#### YOUR INSTRUCTIONS:
Return exactly the span of lines that opens with the line containing "Where can you find the building" and closes with the last line of the data, inclusive.

[Entries taken from a collection]
"""

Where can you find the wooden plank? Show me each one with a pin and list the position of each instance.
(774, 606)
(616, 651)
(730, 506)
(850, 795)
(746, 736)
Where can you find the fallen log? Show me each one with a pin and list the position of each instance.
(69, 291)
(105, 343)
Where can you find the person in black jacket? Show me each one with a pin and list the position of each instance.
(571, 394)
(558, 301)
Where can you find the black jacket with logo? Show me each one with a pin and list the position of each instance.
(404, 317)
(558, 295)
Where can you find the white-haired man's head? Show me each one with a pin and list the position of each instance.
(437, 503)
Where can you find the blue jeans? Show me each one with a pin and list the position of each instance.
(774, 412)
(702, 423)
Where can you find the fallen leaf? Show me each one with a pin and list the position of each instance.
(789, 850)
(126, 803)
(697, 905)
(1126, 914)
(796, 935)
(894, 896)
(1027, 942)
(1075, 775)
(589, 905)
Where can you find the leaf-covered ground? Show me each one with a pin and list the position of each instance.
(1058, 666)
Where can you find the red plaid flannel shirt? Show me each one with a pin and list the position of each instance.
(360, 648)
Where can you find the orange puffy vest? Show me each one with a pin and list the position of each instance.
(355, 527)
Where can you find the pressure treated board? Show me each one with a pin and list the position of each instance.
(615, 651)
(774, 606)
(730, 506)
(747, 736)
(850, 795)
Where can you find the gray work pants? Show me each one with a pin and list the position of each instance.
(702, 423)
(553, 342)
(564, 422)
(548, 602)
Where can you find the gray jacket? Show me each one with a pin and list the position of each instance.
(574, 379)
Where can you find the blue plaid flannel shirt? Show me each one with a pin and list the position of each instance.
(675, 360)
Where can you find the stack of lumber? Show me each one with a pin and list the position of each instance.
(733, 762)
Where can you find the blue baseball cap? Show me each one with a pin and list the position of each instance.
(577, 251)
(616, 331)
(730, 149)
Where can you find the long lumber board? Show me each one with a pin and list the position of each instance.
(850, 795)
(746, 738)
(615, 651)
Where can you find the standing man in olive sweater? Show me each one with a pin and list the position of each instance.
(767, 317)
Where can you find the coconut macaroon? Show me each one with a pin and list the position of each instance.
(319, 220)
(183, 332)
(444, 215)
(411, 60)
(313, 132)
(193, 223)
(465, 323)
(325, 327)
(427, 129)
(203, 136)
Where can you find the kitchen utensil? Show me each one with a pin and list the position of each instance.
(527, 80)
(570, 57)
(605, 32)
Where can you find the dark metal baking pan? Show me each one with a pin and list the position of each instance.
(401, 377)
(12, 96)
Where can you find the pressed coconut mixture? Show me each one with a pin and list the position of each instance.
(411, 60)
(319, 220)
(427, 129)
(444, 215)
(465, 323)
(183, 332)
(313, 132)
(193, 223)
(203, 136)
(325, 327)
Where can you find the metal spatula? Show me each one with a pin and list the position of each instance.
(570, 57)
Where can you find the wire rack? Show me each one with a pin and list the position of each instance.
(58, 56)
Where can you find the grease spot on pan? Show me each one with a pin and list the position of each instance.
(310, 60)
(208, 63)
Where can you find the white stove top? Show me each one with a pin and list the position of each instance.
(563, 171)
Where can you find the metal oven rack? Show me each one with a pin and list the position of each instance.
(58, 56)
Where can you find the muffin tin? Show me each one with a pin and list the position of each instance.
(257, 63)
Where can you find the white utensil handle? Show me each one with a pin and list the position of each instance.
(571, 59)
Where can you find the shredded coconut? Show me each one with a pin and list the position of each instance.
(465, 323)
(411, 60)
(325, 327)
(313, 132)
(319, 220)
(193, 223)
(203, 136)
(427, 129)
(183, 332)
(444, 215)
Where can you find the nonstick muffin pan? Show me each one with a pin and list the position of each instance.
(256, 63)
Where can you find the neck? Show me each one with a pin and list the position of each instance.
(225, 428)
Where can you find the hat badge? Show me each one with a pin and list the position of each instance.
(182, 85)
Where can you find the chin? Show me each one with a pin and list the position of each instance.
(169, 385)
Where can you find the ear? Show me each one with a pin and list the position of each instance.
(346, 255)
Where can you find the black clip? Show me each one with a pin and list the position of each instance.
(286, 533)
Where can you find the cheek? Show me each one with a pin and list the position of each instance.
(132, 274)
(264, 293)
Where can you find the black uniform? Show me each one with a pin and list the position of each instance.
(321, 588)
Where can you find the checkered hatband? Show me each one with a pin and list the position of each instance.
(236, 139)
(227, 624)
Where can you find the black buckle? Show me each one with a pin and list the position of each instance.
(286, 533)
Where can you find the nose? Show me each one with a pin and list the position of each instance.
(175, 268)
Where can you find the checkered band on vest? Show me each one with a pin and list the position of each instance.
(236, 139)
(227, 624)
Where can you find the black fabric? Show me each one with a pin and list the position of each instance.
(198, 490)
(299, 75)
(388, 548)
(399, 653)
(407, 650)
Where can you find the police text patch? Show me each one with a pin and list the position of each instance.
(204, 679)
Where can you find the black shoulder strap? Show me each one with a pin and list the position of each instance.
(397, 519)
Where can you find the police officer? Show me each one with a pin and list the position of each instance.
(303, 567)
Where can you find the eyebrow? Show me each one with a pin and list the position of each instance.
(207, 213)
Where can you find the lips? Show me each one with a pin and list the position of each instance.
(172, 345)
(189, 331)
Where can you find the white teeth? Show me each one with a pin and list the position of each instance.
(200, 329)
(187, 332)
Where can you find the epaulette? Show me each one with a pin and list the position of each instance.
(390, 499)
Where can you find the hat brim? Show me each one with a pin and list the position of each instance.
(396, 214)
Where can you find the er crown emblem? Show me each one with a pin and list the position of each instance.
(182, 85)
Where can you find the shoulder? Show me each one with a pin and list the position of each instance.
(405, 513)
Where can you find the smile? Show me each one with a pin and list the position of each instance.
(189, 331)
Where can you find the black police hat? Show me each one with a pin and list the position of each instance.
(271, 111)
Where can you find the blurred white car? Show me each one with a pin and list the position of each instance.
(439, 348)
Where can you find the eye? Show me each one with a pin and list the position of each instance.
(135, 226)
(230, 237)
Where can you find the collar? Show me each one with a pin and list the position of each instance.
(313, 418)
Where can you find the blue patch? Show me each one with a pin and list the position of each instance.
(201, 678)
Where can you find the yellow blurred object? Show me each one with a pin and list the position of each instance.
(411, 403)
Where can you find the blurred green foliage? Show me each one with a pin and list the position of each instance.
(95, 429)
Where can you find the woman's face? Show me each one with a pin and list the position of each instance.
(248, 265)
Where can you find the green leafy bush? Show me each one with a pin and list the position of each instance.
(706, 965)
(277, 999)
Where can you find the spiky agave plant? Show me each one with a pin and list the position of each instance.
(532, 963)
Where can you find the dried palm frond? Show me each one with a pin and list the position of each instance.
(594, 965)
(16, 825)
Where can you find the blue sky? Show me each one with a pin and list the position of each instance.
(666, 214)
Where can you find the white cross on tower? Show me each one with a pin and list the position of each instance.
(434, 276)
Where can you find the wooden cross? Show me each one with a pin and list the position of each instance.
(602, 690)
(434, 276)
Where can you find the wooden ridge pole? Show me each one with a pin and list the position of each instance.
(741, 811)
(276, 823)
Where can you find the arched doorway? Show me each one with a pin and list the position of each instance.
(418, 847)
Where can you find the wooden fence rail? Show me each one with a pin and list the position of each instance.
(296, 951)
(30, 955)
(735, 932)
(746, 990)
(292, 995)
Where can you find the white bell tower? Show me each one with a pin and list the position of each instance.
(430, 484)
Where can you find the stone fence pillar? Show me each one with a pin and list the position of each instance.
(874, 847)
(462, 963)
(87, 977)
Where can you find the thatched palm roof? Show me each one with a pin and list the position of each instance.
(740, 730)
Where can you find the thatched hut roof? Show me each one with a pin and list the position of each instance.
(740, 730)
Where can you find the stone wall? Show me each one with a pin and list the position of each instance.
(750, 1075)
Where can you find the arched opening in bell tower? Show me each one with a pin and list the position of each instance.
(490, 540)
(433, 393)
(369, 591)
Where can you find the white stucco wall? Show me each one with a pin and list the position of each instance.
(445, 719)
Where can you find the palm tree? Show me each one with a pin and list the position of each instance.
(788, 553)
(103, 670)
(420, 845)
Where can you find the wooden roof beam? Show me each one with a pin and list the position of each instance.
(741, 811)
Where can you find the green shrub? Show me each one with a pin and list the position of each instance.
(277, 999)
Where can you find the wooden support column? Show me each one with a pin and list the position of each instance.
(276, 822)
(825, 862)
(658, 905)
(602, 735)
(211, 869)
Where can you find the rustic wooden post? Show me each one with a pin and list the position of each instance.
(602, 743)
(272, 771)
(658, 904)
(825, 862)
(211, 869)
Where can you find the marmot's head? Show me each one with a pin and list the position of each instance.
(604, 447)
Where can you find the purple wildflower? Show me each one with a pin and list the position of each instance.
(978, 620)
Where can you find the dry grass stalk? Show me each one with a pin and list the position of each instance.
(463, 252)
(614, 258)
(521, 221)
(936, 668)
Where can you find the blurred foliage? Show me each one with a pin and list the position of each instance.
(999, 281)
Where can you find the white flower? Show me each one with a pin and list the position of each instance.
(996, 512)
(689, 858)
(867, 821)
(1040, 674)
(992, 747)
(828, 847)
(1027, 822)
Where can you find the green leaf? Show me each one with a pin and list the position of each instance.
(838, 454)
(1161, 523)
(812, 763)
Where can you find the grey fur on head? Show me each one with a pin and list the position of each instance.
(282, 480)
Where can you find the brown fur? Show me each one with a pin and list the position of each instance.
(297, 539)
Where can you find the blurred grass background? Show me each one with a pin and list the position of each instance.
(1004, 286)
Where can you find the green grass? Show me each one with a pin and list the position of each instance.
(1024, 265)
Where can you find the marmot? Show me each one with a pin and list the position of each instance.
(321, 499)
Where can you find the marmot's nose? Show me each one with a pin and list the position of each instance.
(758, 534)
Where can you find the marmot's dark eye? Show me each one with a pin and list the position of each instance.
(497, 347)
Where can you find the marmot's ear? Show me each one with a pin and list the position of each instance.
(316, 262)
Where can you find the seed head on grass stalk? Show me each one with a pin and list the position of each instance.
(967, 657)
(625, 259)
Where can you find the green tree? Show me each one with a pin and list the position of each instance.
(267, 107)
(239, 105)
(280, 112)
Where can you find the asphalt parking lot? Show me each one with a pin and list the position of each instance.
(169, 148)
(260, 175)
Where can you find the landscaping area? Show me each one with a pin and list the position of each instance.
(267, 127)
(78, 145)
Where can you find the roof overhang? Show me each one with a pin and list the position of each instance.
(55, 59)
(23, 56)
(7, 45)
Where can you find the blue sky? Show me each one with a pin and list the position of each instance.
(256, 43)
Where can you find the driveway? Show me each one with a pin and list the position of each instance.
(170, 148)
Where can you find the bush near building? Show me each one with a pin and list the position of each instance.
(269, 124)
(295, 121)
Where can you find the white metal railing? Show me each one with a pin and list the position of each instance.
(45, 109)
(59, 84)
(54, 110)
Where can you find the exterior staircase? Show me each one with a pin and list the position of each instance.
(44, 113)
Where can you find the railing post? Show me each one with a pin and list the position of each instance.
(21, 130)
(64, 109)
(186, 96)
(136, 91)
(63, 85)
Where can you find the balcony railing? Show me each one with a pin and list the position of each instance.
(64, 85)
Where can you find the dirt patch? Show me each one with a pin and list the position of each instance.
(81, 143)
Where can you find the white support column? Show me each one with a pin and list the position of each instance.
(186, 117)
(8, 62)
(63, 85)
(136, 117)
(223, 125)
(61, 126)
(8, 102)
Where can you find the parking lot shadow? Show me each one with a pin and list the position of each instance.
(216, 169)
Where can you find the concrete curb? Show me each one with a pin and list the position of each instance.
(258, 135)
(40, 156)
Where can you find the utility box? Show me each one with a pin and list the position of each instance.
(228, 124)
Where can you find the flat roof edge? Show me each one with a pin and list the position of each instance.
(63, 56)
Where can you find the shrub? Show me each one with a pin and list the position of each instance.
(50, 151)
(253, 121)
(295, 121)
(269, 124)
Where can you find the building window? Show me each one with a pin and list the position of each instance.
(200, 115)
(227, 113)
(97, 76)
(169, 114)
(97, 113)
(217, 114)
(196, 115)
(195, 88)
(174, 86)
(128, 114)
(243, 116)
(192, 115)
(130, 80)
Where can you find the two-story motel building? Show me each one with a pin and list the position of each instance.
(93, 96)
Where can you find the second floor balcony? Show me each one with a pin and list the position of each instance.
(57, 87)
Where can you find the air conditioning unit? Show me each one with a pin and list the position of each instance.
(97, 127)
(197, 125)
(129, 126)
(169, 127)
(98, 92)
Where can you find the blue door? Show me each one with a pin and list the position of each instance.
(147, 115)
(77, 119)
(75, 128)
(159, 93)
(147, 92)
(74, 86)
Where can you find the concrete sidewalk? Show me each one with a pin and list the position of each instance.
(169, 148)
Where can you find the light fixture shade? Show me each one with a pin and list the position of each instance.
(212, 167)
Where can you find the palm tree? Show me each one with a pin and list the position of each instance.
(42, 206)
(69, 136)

"""

#### WORKED ANSWER:
Where can you find the building window? Show me each one with a pin and list the position of each instance.
(200, 115)
(227, 113)
(97, 76)
(169, 114)
(97, 113)
(217, 114)
(196, 115)
(195, 88)
(174, 86)
(128, 114)
(243, 116)
(192, 115)
(130, 80)
Where can you find the two-story motel building? Show me each one with a pin and list the position of each instance.
(93, 96)
Where can you find the second floor balcony? Show me each one with a pin and list the position of each instance.
(57, 87)
Where can you find the air conditioning unit? Show me each one with a pin and list the position of each instance.
(97, 127)
(197, 125)
(129, 126)
(169, 127)
(98, 92)
Where can you find the blue door? Show me each one with a pin and list the position of each instance.
(147, 115)
(77, 119)
(75, 128)
(159, 93)
(147, 92)
(74, 86)
Where can you find the concrete sidewalk? Show me each one with a pin and list the position of each instance.
(169, 148)
Where can you find the light fixture shade? Show me each one with a pin and list the position of each instance.
(212, 167)
Where can you find the palm tree? Show me each one with a pin and list the position of each instance.
(42, 206)
(69, 136)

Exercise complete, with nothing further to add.